◆ WHAT IS EXPECTED
Beginning at the line that contains "Would you say the stuffed", reproduce every line to the end of the material without changing any of them.

(Entries from an annotation dataset)
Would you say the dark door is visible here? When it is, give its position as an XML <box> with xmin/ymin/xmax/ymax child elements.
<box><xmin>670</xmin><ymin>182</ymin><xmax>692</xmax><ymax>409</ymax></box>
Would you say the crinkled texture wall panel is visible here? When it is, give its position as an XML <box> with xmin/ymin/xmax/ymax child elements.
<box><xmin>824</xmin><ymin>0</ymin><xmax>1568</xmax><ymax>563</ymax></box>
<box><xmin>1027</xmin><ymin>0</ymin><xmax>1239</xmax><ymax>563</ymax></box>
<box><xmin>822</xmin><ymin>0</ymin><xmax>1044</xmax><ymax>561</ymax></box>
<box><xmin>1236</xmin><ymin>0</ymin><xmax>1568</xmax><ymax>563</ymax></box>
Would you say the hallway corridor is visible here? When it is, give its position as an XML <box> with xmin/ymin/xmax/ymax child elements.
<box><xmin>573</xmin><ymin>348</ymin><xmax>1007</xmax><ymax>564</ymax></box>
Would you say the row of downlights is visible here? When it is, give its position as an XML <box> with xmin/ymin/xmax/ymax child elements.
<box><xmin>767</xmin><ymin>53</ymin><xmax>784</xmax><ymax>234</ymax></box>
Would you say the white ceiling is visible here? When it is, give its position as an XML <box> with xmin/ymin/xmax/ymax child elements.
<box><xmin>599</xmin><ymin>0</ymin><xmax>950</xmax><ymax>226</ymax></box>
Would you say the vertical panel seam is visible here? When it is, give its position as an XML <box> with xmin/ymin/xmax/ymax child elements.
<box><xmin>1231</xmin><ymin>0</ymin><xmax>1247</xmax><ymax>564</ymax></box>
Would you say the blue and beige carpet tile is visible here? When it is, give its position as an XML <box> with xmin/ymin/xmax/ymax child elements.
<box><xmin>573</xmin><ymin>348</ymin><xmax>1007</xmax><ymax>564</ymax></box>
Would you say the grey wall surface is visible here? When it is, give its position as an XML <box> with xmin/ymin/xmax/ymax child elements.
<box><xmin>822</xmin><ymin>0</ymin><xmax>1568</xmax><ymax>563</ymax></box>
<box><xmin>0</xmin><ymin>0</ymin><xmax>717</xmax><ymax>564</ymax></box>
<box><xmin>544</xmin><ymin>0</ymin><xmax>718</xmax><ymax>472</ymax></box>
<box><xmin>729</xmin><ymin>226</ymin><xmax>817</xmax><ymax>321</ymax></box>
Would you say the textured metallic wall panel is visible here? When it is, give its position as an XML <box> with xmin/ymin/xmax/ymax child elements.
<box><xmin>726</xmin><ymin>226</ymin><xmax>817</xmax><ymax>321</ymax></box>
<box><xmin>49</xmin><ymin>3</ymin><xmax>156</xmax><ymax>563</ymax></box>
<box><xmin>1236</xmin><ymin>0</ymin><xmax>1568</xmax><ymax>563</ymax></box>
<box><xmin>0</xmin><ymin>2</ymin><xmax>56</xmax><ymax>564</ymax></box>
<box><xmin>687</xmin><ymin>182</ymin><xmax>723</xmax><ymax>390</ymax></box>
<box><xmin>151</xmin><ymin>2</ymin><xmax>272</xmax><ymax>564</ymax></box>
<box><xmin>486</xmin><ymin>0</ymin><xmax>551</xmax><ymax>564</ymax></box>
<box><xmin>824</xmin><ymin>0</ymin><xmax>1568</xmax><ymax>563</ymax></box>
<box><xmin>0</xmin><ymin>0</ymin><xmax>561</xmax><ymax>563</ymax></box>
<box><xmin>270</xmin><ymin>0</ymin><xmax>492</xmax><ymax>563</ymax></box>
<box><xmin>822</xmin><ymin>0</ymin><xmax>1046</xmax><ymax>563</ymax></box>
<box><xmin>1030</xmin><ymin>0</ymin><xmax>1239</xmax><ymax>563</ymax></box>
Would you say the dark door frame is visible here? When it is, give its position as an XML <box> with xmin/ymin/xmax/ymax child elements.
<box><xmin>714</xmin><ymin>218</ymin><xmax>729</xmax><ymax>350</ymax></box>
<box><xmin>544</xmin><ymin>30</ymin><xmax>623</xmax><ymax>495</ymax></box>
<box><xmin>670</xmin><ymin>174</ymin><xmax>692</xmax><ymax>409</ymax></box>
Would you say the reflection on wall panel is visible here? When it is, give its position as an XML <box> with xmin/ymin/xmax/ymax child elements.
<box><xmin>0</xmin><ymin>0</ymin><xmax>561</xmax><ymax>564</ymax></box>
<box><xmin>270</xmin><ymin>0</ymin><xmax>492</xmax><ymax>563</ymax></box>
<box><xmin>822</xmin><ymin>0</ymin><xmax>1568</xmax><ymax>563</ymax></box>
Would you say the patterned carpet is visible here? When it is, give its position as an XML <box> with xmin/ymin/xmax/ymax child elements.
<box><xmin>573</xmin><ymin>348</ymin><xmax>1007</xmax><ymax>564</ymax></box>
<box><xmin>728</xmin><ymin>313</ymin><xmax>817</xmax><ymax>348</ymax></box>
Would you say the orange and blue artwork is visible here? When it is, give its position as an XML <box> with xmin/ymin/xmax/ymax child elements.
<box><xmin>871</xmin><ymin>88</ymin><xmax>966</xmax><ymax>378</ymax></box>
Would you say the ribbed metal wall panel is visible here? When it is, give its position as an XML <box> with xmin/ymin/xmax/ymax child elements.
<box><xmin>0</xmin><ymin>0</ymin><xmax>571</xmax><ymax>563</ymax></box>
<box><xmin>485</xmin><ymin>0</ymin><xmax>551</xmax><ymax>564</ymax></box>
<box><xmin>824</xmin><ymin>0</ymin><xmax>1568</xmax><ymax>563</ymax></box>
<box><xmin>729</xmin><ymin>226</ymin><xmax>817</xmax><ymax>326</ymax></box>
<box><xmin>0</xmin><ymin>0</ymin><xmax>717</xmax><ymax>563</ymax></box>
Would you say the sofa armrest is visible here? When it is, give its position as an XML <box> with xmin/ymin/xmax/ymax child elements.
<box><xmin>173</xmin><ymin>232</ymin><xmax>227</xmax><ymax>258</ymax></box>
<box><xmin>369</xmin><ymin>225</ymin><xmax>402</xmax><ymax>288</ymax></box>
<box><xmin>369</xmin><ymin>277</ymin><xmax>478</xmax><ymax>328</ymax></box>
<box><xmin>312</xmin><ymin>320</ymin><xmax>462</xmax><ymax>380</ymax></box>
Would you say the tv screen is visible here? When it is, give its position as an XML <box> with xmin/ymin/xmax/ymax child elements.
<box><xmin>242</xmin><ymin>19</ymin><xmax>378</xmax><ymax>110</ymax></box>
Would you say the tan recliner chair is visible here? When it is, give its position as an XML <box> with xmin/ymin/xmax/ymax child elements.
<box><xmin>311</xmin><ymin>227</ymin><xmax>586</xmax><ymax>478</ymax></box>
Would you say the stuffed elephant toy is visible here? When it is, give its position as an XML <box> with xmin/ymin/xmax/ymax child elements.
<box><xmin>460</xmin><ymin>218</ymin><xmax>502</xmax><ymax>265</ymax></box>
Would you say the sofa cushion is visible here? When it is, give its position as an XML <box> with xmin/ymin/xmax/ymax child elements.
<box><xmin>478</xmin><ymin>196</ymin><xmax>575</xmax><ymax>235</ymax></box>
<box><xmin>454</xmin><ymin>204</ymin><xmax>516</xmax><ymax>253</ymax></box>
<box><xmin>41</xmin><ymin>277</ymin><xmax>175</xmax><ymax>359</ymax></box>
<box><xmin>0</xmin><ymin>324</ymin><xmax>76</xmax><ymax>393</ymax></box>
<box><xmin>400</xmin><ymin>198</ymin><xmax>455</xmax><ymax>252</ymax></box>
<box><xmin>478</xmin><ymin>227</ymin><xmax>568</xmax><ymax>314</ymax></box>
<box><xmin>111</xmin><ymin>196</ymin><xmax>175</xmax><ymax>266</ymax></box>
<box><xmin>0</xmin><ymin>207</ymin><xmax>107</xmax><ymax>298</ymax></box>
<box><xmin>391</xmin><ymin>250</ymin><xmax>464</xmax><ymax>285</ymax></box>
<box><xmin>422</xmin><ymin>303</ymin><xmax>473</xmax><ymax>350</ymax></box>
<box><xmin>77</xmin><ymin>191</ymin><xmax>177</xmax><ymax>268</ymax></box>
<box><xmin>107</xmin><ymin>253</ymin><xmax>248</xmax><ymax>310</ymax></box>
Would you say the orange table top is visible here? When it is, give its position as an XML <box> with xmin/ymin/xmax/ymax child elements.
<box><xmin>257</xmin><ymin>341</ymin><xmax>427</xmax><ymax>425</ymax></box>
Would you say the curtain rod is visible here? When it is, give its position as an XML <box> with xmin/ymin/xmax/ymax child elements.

◆ RESULT OF THIS EXERCISE
Would you say the stuffed elephant toy is visible here? When it is, give its position as an XML <box> with xmin/ymin/xmax/ymax child elements.
<box><xmin>460</xmin><ymin>218</ymin><xmax>502</xmax><ymax>265</ymax></box>
Would you say the sofa cushion is visible here? When it is, give its position as an XML <box> with xmin/ymin/xmax/ymax child elements.
<box><xmin>478</xmin><ymin>196</ymin><xmax>575</xmax><ymax>235</ymax></box>
<box><xmin>454</xmin><ymin>204</ymin><xmax>516</xmax><ymax>253</ymax></box>
<box><xmin>41</xmin><ymin>277</ymin><xmax>175</xmax><ymax>359</ymax></box>
<box><xmin>0</xmin><ymin>324</ymin><xmax>76</xmax><ymax>393</ymax></box>
<box><xmin>400</xmin><ymin>198</ymin><xmax>455</xmax><ymax>252</ymax></box>
<box><xmin>478</xmin><ymin>227</ymin><xmax>568</xmax><ymax>314</ymax></box>
<box><xmin>111</xmin><ymin>196</ymin><xmax>175</xmax><ymax>266</ymax></box>
<box><xmin>0</xmin><ymin>207</ymin><xmax>107</xmax><ymax>298</ymax></box>
<box><xmin>391</xmin><ymin>250</ymin><xmax>464</xmax><ymax>285</ymax></box>
<box><xmin>422</xmin><ymin>303</ymin><xmax>473</xmax><ymax>350</ymax></box>
<box><xmin>77</xmin><ymin>191</ymin><xmax>177</xmax><ymax>268</ymax></box>
<box><xmin>107</xmin><ymin>253</ymin><xmax>248</xmax><ymax>310</ymax></box>
Would you say the orange table top is visible here? When it is, give its position as an XML <box> with xmin/ymin/xmax/ymax child elements.
<box><xmin>257</xmin><ymin>341</ymin><xmax>427</xmax><ymax>425</ymax></box>
Would you say the curtain rod is visible here? When it is, give its position as an XML <box> with xmin/ymin/xmax/ymax child elements.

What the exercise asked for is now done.